• _What you will do_:
Update the items below by replacing every "peanut butter spread" with "hazelnut spread" and keeping everything else the same. Reproduce the lines without the pictures.

• _Data excerpts_:
** Start **
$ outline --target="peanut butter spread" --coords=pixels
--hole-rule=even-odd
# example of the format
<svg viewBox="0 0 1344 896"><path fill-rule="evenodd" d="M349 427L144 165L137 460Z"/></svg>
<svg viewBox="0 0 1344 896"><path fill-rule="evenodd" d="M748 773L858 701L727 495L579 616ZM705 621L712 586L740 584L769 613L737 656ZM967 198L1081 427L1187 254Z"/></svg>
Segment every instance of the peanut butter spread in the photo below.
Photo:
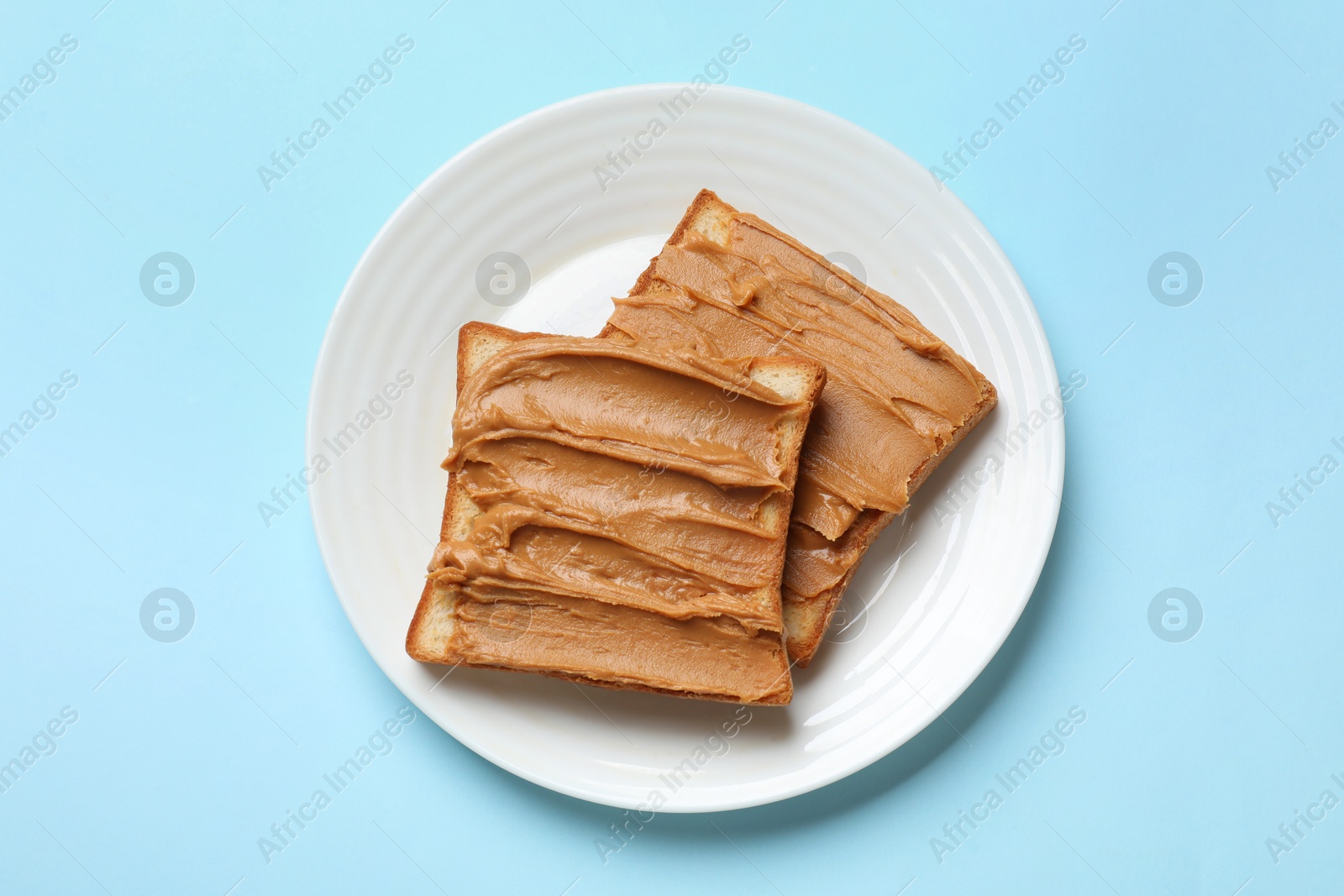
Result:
** End **
• _Finished answer_:
$ outline --target="hazelnut spread" --coords=pixels
--hole-rule=even-odd
# example of the format
<svg viewBox="0 0 1344 896"><path fill-rule="evenodd" d="M349 427L144 165L137 460Z"/></svg>
<svg viewBox="0 0 1344 896"><path fill-rule="evenodd" d="M748 773L858 701L727 495L579 616ZM705 621L712 586L740 584L769 613L737 656ZM967 198L1081 427L1187 254Z"/></svg>
Segment every instance of the hazelnut spread in the photo below.
Photo:
Result:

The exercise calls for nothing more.